● Directions:
(1) Could you set down the employment agreement amendment word for word, from "WHEREAS, the Company and Executive previously" up to and including "the Company’s intent."?
(2) Could you resume the employment agreement amendment right after its final sentence and keep it going?

___ Document excerpt ___

AMENDMENT TO EMPLOYMENT AND CHANGE IN CONTROL AGREEMENT

EX-10.1 3 dex101.htm AMENDMENT TO THE EMPLOYMENT AND CHANGE IN CONTROL AGREEMENT Amendment to the Employment and Change in Control Agreement

Exhibit 10.1

AMENDMENT TO

EMPLOYMENT AND CHANGE IN CONTROL AGREEMENT

THIS AMENDMENT TO EMPLOYMENT AND CHANGE IN CONTROL AGREEMENT (this “Amendment”), effective as of November 1, 2008, is made on May 18, 2010 between MASSEY ENERGY COMPANY, a Delaware corporation (the “Company”), and BAXTER F. PHILLIPS, JR. (the “Executive”).

WITNESSETH:

WHEREAS, the Company and Executive previously entered into an Employment and Change in Control Agreement on November 10, 2008, which agreement has thereafter been amended (the “Employment Agreement”); and

WHEREAS, the Company and Executive desire to further amend the Employment Agreement in order to clarify the limitation on severance compensation and conform that limitation to the Company’s intent.

___ Dataset rows ___

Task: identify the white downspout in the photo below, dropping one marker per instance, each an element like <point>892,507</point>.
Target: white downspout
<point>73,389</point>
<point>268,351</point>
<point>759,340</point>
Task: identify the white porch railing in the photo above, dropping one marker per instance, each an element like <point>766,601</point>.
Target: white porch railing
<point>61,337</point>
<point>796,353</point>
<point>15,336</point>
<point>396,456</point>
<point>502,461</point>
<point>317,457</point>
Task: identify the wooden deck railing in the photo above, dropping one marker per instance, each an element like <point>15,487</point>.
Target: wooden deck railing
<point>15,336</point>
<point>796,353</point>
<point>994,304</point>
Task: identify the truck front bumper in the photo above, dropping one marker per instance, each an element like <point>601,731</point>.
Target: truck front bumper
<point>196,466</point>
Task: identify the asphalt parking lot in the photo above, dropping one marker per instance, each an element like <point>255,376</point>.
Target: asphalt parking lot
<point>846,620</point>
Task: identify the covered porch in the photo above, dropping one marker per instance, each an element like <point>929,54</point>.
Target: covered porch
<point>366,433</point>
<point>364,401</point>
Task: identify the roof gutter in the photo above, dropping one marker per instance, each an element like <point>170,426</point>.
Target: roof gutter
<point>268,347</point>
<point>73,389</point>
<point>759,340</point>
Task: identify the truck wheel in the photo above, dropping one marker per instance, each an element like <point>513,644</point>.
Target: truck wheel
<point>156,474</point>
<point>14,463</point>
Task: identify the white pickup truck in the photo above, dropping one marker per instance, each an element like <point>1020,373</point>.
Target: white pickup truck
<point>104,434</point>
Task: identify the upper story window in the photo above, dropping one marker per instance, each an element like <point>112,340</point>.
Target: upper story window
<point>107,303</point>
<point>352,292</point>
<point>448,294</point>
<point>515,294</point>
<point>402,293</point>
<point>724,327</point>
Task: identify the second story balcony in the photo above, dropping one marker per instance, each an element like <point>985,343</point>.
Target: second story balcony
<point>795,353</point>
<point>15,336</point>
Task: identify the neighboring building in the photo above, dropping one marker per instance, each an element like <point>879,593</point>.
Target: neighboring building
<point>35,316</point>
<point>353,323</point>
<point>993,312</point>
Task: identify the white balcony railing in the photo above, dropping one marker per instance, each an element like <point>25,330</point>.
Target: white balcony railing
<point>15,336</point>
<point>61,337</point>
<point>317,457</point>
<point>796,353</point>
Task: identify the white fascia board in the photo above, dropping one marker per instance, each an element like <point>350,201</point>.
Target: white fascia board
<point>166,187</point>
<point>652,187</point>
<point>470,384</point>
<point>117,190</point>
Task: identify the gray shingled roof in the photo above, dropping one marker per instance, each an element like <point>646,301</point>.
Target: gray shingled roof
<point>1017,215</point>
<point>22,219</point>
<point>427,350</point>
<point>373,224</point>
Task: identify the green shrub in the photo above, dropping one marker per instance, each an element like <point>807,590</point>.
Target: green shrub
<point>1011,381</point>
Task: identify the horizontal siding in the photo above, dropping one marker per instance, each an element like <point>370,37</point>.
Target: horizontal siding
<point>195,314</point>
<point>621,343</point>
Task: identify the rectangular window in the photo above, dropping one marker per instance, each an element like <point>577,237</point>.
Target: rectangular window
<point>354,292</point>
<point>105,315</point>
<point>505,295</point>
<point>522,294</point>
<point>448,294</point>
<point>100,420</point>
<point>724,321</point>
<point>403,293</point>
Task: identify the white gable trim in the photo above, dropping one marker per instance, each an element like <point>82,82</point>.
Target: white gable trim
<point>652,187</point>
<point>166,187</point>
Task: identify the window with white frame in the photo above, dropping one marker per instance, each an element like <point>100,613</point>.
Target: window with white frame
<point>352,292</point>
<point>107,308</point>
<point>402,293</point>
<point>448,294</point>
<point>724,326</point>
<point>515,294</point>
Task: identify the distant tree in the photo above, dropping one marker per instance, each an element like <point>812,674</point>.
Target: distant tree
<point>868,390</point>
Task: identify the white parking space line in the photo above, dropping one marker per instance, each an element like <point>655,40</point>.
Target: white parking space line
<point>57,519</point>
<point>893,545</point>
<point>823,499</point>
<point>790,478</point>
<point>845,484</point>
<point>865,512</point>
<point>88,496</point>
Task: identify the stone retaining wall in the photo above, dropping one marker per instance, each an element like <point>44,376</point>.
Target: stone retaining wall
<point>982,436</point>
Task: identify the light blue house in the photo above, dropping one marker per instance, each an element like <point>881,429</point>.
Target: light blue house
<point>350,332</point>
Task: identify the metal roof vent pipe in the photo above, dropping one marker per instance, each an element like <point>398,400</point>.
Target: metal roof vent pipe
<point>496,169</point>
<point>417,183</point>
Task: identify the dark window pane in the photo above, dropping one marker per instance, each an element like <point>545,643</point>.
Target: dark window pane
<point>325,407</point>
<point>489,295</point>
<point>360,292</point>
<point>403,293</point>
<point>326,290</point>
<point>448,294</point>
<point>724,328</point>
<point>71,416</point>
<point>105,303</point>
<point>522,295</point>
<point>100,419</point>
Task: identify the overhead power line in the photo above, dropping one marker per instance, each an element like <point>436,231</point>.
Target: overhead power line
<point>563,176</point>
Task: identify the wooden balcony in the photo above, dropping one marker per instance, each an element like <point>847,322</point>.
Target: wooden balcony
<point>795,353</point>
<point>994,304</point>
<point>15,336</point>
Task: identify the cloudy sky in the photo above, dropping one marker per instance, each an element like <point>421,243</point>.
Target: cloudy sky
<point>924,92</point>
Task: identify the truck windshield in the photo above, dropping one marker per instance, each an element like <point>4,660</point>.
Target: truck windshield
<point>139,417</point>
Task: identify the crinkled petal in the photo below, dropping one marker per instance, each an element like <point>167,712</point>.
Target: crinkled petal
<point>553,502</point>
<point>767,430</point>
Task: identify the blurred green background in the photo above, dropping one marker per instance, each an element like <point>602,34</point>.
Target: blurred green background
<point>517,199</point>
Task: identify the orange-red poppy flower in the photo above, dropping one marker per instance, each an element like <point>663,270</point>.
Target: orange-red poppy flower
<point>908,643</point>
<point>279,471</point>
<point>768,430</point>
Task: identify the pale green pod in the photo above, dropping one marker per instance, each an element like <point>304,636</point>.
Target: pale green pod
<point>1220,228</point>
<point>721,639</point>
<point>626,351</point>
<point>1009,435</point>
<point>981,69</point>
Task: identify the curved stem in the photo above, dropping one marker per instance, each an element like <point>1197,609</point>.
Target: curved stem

___

● Outputs in order:
(1)
WHEREAS, the Company and Executive previously entered into an Employment and Change in Control Agreement on November 10, 2008, which agreement has thereafter been amended (the “Employment Agreement”); and

WHEREAS, the Company and Executive desire to further amend the Employment Agreement in order to clarify the limitation on severance compensation and conform that limitation to the Company’s intent.

(2)
NOW, THEREFORE, in consideration of the foregoing and the mutual covenants and agreements hereinafter set forth (including definitions of capitalized terms which are set forth in Section 19 and throughout the Employment Agreement) and intending to be legally bound hereby, the Company and Executive agree as follows:

1. Section 19(b) of the Employment Agreement is amended to read as follows:

(b) “Bonus” means the highest amount payable under Executive’s Annual Cash Bonus plus the highest amounts payable under all Executive’s outstanding and long-term cash incentive bonus awards (and, where equity compensation is substituted in lieu of long-term cash incentive bonus award(s), the highest amounts that would be payable if such long-term cash incentive bonus award(s) had been made and outstanding, based on standard grant procedures, parameters and rules for the applicable year(s)) that contain (or would contain) as a year of measurement, the year in which Executive is terminated. Bonus does not include any stock option, stock appreciation, stock purchase, restricted stock, restricted unit, performance stock, performance unit, shadow stock or similar equity incentive plan, program, arrangement or grant, one time bonus or payment, any amounts contributed by the Company or any Subsidiary for the benefit of Executive to any qualified or nonqualified deferred compensation plan, or any amounts designated by the parties as amounts other than Bonus.

2. In all other respects, the Employment Agreement is unchanged.

IN WITNESS WHEREOF, the parties have caused this Amendment to be duly executed and delivered as of May 18, 2010.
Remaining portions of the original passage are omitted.